● **Direction**
Reproduce the lines of every item below, switching each occurrence of "separate parts" to "distinct pieces" and leaving everything else unchanged.

★ ★ ★

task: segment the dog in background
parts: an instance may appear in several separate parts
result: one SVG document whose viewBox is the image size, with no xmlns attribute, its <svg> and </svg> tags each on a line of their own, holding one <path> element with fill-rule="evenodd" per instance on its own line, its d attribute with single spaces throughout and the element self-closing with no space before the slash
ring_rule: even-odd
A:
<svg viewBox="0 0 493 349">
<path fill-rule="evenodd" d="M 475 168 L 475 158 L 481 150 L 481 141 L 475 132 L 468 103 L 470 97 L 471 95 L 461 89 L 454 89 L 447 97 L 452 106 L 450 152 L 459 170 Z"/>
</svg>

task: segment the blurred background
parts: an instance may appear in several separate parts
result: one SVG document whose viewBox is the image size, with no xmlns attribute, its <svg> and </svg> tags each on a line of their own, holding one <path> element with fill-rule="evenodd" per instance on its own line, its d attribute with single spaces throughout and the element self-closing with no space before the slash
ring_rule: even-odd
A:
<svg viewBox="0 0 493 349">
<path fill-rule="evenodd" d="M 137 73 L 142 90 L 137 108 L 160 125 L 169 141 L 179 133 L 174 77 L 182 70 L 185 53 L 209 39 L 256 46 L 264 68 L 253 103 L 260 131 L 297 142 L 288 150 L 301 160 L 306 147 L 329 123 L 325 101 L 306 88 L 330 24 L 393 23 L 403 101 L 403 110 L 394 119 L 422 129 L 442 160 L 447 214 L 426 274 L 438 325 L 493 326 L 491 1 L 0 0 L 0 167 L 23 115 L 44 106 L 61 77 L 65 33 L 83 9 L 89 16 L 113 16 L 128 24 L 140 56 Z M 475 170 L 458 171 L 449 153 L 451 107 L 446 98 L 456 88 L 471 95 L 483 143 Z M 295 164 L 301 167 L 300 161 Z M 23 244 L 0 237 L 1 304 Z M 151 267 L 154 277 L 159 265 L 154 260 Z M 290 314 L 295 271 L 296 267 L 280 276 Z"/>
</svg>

★ ★ ★

● **The completed task**
task: segment the dog in background
parts: an instance may appear in several distinct pieces
result: one SVG document whose viewBox is the image size, with no xmlns attribute, its <svg> and </svg> tags each on a line of their own, holding one <path> element with fill-rule="evenodd" per instance on its own line, its d attribute with single spaces throughout and the element self-closing with no space before the slash
ring_rule: even-odd
A:
<svg viewBox="0 0 493 349">
<path fill-rule="evenodd" d="M 475 168 L 475 158 L 481 150 L 481 141 L 475 132 L 468 103 L 470 97 L 471 95 L 461 89 L 454 89 L 447 97 L 452 106 L 450 152 L 459 170 Z"/>
</svg>

task: segment the blurred background
parts: an instance may appear in several distinct pieces
result: one SVG document whose viewBox is the image size, with no xmlns attribute, its <svg> and </svg> tags each on a line of their own, holding one <path> element with fill-rule="evenodd" per instance on its own line, its d attribute with single spaces throughout and the element self-closing with no space before the slash
ring_rule: even-odd
A:
<svg viewBox="0 0 493 349">
<path fill-rule="evenodd" d="M 137 73 L 142 90 L 137 108 L 160 125 L 169 141 L 179 133 L 174 77 L 182 70 L 185 53 L 209 39 L 256 46 L 264 68 L 253 103 L 260 131 L 297 142 L 288 150 L 301 160 L 306 147 L 329 123 L 325 101 L 306 88 L 330 24 L 393 23 L 403 101 L 403 110 L 394 119 L 422 129 L 442 160 L 447 214 L 426 274 L 438 325 L 493 326 L 491 1 L 0 0 L 0 167 L 23 115 L 44 106 L 61 77 L 65 33 L 83 9 L 89 16 L 113 16 L 128 24 L 140 56 Z M 475 170 L 458 171 L 449 153 L 451 107 L 446 98 L 456 88 L 471 95 L 483 143 Z M 295 164 L 301 167 L 300 161 Z M 23 244 L 0 237 L 1 304 Z M 151 267 L 154 277 L 159 265 L 154 260 Z M 290 314 L 295 271 L 296 267 L 280 276 Z"/>
</svg>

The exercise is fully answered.